- _Text block_:
Both my husband Aidan and I breathed a sigh of relief that morning,
especially Aidan for he had been uneasy over the past years because of
what my research was showing up, because I was taking on both
Church and State, who had been in denial of what I was disclosing, but

I knew what my research was telling me, and I knew in my heart that I
must continue to be a voice for those innocent babies who didn’t have
a voice. I was frowned on by many, declared a liar, a church hater, a
lover of the limelight, but I chose to ignore those comments because I
had the facts. From early 20th century maps I had discovered that
where the boys found the babies remains was in fact an old sewage tank
complete with many chambers which had openings to separate effluent
and water. I also discovered from newspaper articles that in the late
1930’s this sewage system became defunct and it seems that the nuns
decided that as these babies were illegitimate, they were unworthy of a
dignified Christian burial, even though they were in fact all baptized. I
had found records of Inspectors reports from the Tuam Home
indicating malnutrition, swollen bellies, emaciation, sores, weak and
sickly babies. Local people would have heard children screaming from
beatings, stories of heartbroken mothers having no choice but to leave
their babies behind because they were seen as unfit
mothers. Unmarried mothers were branded by a sex obsessed Church
as henious sinners (the man’s act was never considered somehow) and
this violation of women continued right into 1980’s Catholic Ireland.

- _Entries shown_:

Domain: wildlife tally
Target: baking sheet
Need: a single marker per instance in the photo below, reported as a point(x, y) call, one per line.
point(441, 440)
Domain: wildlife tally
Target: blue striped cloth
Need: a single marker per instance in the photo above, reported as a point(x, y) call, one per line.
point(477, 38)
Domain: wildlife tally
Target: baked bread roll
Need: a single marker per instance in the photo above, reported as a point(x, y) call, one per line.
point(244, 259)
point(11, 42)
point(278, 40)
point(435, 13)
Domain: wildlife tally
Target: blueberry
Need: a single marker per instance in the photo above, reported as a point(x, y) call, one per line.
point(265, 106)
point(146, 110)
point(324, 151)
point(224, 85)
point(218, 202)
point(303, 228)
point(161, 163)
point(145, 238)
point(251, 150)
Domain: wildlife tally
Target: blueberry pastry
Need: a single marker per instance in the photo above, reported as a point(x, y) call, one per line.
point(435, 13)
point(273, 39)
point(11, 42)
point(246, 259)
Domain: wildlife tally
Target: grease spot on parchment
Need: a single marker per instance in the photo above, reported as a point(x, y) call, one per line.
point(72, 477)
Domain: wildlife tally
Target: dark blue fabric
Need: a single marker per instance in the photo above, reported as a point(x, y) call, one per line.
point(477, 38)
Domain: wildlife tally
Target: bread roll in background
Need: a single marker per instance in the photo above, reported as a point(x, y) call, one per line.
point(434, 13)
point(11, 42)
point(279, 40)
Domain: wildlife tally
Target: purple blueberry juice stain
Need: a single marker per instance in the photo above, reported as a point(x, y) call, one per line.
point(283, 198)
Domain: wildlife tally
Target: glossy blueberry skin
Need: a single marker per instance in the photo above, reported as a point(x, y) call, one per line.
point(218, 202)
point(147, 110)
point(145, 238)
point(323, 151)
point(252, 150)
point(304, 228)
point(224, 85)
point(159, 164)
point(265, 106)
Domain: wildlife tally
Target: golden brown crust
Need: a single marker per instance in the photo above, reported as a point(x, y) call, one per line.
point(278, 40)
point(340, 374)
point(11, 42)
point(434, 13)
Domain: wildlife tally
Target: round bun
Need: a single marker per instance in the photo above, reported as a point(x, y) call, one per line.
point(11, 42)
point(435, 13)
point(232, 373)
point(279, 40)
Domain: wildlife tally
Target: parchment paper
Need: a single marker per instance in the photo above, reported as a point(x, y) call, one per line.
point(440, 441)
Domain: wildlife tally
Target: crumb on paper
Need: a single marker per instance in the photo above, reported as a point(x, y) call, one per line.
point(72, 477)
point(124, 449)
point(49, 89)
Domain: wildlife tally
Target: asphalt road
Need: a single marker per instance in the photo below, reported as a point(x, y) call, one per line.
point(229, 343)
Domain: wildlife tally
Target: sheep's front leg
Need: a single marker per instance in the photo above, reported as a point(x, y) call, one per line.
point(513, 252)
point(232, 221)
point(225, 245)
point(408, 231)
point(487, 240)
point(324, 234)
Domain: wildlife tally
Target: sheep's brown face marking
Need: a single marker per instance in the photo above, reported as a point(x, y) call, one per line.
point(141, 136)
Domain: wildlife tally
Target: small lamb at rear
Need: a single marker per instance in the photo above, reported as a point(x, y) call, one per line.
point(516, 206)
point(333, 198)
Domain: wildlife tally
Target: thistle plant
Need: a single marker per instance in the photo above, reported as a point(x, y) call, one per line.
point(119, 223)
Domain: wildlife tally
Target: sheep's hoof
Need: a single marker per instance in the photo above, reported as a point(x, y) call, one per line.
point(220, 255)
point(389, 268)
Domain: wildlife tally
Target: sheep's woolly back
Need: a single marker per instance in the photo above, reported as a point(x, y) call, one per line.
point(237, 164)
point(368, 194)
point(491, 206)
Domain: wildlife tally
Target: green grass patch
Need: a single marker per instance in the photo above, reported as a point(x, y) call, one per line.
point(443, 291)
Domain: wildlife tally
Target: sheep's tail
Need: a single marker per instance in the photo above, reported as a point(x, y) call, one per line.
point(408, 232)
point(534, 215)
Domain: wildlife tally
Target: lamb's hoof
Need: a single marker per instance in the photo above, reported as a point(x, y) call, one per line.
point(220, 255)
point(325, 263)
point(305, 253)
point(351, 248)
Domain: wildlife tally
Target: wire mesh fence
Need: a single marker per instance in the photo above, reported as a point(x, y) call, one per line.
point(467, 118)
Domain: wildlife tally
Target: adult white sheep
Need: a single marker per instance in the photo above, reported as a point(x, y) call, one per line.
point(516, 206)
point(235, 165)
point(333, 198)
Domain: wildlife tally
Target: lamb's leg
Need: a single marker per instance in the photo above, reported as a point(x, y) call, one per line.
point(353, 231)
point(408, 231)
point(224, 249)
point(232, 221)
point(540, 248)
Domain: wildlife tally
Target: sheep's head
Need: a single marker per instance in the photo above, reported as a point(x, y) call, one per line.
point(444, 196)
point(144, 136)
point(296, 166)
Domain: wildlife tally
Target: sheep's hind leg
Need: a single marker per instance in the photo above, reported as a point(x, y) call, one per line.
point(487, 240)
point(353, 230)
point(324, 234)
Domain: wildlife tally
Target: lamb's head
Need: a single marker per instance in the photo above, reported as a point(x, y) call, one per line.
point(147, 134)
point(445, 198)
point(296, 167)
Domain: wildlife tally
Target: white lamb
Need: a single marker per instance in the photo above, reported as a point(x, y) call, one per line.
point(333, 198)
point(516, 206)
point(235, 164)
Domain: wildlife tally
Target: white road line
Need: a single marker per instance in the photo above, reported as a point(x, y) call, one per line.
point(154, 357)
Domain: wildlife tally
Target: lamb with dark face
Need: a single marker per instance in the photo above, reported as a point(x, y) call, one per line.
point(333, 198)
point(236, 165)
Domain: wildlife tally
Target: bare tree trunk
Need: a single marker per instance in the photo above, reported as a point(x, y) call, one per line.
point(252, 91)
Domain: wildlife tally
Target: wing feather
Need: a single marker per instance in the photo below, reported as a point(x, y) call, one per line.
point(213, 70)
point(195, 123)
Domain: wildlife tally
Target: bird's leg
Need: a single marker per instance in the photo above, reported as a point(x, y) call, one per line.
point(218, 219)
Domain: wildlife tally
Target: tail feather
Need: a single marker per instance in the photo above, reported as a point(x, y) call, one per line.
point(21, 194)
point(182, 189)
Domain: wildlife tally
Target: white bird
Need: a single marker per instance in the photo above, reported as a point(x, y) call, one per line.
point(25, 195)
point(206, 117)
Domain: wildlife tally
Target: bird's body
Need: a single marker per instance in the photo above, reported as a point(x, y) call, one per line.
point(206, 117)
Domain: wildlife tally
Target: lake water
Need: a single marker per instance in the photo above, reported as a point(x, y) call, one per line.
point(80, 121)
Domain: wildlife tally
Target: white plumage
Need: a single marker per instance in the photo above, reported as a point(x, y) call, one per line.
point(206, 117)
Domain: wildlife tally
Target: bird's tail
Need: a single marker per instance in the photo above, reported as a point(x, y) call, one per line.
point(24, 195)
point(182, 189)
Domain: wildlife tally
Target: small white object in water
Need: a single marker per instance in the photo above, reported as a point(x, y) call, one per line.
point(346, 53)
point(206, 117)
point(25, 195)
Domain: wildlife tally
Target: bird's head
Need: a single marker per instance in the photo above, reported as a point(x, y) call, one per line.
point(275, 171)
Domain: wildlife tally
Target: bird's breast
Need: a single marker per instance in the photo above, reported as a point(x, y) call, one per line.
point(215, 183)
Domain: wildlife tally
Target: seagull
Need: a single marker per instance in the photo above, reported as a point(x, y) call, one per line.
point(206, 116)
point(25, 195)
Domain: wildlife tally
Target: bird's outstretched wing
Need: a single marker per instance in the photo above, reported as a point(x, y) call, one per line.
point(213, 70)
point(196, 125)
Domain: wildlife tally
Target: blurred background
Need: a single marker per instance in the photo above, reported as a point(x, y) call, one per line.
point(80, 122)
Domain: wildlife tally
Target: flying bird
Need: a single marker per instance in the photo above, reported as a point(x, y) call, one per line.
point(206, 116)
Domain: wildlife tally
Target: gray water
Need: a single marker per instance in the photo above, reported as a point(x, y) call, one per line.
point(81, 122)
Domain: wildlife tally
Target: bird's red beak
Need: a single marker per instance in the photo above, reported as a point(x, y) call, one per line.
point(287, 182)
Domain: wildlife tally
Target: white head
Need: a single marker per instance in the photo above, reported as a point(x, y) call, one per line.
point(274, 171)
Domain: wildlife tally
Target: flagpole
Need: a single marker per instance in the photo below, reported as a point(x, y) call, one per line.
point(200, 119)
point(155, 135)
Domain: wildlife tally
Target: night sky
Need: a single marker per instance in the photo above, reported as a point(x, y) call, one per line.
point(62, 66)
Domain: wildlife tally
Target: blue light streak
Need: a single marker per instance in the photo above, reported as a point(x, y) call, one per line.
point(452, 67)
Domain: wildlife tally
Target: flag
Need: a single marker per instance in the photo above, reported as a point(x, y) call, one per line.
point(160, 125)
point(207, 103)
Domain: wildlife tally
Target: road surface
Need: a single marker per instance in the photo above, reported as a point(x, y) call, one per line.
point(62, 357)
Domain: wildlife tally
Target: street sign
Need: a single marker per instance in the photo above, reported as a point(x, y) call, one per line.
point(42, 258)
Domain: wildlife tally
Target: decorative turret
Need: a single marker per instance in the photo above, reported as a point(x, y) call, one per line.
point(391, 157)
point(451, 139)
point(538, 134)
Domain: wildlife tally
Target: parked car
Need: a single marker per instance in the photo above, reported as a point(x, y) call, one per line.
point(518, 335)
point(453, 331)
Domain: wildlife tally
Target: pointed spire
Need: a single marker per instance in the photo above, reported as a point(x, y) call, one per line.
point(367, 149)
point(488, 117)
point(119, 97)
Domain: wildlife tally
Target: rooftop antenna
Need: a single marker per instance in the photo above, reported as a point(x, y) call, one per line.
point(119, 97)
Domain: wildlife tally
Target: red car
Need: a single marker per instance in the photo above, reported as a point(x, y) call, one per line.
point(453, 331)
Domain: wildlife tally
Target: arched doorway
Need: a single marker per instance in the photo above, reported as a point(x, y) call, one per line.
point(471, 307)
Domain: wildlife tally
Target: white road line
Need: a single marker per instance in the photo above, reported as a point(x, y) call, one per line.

- _Task A_:
Say whether each statement agrees with the account of the Tuam Home babies. Answer yes or no for each, and quote the words from the account that decide it.
(i) The sewage system stopped being used in the late 1930s.
(ii) The babies found there had never been baptized.
(iii) The old sewage tank was first identified through newspaper articles.
- _Task B_:
Go on with the account of the Tuam Home babies, starting after its last sentence.

- _Task response A_:
(i) Yes: "in the late 1930’s this sewage system became defunct"
(ii) No: "even though they were in fact all baptized"
(iii) No: "From early 20th century maps I had discovered that where the boys found the babies remains was in fact an old sewage tank"

- _Task response B_:
And now to go forward to the present day, another announcement came
from our new Minister for Children, Roderic O’Gorman on Tuesday
February 2022, that the long awaited Burials Bill was finally published,
which would give way to further excavation at the Tuam site, complete
with exhumation of the babies with DNA forensic testing, DNA
samples will be taken from prospective relatives and matched with the
babies and lastly those babies will be given a dignified Christian burial
with a white coffin which was denied them at death.
An apology has come from the State, Church and the Bon Secours
Sisters to all the Survivors of those Mother & Baby Homes throughout
Ireland. This was welcome, but it has to be followed by action. I am
grateful that I have managed to open doors for so many Survivors of
those Institutions in that presently another Bill is to be passed, that is
the Adoption Bill which will allow Survivors full access to their files,
for there are still many out there who do not know their true

identity. Also, there will be redress in the form of an agreed sum of
money, free counselling and a medical card.
My free time now is spent on researching, tracing family for those who
simply do not know who they are, which I do voluntarily.